# [Text shown]
= = = = =
Introduction (0 points)

Read the train.csv, test1.csv, and test2.csv. All datasets are about direct marketing campaigns of a Portuguese banking institution. The marketing campaigns were based on phone calls, where bank clients were called to subscribe for a term deposit. Each observation is a phone call and each column is a variable about the client or the phone call. The columns are described as follows:

age: Age of the client
education: Education level of the client
day: Day of the month the call is made
month: Month of the call
y: did the client subscribe to a term deposit? (This is the classification response.)
duration: Call duration, in seconds. This variable highly affects the output (e.g., if duration=0 then y=‘no’). Yet, the duration is not known before a call is performed. Also, after the end of the call y is usually known. Therefore, it is a better idea that this variable should only be used for inference purposes and should be discarded if the intention is to have a realistic predictive model.

(Source: UCI Data Archive. Please use the given datasets for the assignment, not the raw data from the source. It is just for reference.)

1) Investigating the Effect of Call Duration on Subscription Probability (44 points)

1a)
= = = = =
# [Set of tasks]
1. Repeat the bank marketing assignment text from "duration: Call duration, in" up to and including "realistic predictive model.".
2. In the bank marketing assignment text, what does each observation in the datasets represent?
You won't need the listing for anything here.
= = = = =
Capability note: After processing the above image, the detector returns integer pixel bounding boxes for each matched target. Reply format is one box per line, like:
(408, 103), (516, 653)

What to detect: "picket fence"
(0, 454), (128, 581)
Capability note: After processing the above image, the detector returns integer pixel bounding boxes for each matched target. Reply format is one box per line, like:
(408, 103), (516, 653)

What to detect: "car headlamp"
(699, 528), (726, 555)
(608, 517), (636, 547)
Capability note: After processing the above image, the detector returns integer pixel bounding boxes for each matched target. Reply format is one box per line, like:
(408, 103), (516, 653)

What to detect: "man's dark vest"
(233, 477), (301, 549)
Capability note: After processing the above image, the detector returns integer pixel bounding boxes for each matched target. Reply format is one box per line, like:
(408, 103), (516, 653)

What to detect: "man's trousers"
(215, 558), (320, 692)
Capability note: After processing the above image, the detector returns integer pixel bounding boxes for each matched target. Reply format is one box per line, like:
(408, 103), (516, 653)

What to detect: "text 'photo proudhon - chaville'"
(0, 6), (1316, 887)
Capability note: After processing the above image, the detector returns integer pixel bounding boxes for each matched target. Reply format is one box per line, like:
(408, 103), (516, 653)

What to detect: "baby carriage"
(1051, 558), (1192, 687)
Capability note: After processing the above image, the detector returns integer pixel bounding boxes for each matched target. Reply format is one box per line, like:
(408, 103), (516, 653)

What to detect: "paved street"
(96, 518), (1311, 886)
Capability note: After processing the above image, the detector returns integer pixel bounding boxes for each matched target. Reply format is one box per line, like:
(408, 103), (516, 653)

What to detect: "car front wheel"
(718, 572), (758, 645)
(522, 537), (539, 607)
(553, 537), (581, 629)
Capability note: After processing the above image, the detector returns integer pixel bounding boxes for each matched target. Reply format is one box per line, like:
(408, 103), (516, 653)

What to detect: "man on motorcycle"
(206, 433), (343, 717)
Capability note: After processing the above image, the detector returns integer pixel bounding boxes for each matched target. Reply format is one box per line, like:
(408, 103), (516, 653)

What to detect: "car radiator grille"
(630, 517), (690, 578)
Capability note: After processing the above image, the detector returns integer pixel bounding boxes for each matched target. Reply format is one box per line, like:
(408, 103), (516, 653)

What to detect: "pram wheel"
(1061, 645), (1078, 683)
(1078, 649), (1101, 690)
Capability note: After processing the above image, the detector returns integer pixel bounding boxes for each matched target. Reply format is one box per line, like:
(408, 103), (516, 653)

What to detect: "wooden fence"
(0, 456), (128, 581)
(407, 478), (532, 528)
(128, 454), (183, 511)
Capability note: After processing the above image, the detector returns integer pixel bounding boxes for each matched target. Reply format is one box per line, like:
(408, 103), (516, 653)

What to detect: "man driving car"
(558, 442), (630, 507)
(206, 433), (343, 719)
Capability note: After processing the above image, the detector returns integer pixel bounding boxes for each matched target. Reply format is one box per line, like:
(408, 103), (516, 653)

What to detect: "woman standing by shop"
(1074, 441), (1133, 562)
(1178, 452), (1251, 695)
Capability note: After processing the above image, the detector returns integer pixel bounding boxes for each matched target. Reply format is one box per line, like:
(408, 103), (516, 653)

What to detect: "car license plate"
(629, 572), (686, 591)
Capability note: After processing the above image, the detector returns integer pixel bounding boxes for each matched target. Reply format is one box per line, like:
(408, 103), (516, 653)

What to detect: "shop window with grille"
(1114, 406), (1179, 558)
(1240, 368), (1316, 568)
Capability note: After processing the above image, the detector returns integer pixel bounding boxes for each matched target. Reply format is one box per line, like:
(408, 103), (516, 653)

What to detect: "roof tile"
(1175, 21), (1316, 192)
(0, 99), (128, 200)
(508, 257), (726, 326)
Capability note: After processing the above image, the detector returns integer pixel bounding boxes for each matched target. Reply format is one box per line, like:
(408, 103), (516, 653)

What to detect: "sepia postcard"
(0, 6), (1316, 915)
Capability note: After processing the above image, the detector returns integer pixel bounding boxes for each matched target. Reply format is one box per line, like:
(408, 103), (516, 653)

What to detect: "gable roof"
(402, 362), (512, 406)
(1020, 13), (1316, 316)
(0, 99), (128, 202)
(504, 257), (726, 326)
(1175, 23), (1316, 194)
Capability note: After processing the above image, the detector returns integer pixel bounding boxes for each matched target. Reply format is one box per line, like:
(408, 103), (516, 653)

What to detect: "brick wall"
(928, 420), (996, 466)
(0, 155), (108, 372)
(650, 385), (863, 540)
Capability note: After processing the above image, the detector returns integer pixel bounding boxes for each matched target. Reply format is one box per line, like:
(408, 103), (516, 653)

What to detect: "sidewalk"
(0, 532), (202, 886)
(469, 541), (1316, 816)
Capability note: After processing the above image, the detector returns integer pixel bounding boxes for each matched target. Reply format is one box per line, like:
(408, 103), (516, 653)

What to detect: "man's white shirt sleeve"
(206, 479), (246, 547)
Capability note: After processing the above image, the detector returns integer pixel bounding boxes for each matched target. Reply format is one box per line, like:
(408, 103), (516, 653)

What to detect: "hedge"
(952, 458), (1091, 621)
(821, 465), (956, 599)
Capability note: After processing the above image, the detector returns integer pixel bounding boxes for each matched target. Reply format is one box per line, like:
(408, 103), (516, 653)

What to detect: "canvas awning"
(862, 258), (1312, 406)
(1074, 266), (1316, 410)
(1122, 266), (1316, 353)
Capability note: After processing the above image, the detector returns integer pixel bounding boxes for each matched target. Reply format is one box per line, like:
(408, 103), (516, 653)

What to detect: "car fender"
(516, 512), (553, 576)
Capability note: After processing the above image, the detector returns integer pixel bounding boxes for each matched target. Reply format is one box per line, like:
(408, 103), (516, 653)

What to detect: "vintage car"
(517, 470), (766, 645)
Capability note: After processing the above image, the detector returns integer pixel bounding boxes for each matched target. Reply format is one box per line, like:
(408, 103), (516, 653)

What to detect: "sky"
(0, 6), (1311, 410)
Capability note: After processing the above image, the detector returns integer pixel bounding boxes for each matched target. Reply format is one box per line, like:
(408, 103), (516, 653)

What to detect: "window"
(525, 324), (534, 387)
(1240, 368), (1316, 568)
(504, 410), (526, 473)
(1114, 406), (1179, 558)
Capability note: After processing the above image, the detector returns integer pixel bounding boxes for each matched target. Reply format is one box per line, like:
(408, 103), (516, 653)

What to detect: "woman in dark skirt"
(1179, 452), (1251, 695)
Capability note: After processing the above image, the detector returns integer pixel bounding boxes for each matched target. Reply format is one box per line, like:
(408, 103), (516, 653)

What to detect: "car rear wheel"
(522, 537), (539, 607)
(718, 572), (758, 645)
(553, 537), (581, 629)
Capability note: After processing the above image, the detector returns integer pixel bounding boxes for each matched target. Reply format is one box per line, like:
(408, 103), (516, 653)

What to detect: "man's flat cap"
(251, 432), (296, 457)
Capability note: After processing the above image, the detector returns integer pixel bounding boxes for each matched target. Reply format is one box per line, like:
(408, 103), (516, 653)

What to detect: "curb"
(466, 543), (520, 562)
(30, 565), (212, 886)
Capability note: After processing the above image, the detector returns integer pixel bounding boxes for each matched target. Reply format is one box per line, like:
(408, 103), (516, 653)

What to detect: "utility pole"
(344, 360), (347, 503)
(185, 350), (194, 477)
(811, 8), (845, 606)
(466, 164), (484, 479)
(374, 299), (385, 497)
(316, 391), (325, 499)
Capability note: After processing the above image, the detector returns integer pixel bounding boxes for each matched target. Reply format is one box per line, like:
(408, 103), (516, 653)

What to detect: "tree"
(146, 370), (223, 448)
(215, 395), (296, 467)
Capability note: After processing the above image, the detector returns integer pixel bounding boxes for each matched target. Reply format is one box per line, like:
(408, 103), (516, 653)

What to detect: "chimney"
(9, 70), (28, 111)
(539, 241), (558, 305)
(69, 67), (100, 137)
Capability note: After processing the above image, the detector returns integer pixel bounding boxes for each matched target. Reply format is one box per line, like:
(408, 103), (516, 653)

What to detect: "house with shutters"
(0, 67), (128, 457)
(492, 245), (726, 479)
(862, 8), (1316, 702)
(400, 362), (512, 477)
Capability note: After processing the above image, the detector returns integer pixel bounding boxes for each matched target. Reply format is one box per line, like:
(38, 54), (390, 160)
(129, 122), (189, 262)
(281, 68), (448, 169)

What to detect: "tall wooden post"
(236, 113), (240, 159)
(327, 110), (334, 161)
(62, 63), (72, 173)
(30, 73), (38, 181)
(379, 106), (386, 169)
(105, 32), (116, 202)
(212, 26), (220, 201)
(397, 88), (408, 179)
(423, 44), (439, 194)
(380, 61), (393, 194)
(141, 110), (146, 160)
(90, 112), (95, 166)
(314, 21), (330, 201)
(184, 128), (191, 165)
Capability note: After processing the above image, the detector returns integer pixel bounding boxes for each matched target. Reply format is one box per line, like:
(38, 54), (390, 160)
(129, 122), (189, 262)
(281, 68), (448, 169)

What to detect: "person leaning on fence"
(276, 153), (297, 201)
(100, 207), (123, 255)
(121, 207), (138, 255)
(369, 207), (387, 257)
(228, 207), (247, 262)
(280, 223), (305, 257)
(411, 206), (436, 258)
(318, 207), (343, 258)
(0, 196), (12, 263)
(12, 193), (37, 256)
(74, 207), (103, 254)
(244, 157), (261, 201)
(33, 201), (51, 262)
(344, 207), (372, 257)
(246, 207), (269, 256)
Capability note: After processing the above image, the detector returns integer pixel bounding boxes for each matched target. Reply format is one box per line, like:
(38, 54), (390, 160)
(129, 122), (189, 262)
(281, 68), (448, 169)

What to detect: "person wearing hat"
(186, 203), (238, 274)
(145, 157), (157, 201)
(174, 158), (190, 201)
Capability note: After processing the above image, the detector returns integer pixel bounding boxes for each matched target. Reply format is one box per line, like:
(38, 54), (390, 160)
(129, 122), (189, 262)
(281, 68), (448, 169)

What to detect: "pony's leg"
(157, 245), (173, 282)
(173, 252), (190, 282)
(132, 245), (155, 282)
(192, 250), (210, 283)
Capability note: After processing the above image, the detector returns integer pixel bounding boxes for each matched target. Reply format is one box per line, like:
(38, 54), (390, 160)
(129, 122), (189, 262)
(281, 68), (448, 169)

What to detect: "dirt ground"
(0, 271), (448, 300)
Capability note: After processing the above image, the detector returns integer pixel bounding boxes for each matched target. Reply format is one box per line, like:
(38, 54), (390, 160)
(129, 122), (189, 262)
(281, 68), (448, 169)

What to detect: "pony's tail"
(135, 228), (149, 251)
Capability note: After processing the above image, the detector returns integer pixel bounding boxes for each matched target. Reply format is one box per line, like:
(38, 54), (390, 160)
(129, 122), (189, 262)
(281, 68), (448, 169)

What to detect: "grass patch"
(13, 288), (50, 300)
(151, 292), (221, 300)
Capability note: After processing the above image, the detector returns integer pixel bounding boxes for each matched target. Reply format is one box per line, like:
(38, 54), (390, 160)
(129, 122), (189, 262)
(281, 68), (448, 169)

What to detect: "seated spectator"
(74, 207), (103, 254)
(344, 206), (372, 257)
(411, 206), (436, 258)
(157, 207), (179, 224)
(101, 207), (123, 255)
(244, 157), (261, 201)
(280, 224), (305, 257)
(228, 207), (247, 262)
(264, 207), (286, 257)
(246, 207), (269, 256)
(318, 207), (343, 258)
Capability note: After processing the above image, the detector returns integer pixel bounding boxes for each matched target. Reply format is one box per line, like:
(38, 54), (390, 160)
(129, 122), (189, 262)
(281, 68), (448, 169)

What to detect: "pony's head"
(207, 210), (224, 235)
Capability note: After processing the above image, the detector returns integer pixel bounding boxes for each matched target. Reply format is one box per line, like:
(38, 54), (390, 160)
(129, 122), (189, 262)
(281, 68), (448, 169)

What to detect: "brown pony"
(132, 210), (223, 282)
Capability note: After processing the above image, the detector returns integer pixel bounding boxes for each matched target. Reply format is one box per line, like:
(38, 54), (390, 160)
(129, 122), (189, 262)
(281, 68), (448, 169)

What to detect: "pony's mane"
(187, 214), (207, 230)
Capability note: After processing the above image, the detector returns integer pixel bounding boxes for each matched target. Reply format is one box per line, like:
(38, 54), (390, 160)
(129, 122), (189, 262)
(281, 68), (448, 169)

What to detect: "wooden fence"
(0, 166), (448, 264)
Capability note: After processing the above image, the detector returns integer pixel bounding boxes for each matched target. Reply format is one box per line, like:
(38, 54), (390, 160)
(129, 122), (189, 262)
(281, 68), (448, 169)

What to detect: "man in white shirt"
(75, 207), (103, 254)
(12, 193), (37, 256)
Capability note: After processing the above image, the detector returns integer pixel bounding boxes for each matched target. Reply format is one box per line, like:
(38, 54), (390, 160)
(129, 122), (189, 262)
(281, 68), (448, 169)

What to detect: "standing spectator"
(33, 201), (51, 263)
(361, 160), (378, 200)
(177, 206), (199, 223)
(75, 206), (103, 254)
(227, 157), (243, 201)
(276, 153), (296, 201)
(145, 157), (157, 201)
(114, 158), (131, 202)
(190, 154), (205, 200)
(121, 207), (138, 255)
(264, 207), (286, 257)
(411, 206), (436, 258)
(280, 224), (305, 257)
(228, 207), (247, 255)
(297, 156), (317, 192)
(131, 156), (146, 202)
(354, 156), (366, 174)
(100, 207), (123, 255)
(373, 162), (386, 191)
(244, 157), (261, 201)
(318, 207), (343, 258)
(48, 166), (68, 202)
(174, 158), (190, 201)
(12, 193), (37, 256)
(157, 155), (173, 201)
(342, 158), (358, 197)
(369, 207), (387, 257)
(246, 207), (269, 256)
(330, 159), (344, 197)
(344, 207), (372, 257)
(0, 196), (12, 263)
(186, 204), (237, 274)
= = = = =
# [Responses]
1.
duration: Call duration, in seconds. This variable highly affects the output (e.g., if duration=0 then y=‘no’). Yet, the duration is not known before a call is performed. Also, after the end of the call y is usually known. Therefore, it is a better idea that this variable should only be used for inference purposes and should be discarded if the intention is to have a realistic predictive model.

2. Each observation is a phone call.